Задание: Скопируйте без изменений записи, начиная со строки с «Point to the small palm tree.» и до последней записи включительно.

Исходные записи:
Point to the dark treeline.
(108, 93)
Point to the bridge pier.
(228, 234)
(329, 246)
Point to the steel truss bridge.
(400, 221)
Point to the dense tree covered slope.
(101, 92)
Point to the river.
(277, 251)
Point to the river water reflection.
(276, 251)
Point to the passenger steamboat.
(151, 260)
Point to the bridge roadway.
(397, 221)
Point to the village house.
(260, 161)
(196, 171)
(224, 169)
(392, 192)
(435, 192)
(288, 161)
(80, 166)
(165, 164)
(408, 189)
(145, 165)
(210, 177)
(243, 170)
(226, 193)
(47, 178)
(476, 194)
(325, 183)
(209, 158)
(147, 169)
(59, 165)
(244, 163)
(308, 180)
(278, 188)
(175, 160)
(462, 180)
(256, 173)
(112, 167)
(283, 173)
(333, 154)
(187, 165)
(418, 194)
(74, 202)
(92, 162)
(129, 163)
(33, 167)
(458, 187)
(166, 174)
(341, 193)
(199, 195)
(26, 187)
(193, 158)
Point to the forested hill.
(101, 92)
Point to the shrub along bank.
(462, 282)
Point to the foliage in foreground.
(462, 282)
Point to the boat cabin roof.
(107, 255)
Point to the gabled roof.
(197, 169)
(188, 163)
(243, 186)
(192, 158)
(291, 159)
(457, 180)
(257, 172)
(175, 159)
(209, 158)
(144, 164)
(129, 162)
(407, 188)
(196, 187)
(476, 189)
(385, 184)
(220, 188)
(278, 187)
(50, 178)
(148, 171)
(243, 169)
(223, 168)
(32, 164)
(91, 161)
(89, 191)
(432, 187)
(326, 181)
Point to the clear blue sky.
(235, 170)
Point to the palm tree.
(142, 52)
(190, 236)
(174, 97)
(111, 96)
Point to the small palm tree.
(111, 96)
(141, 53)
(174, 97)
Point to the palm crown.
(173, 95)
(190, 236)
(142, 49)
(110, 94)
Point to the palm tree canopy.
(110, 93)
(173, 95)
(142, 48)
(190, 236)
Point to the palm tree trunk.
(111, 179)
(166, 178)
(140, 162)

Ответ:
Point to the small palm tree.
(111, 96)
(141, 53)
(174, 97)
Point to the palm crown.
(173, 95)
(190, 236)
(142, 49)
(110, 94)
Point to the palm tree canopy.
(110, 93)
(173, 95)
(142, 48)
(190, 236)
Point to the palm tree trunk.
(111, 179)
(166, 178)
(140, 162)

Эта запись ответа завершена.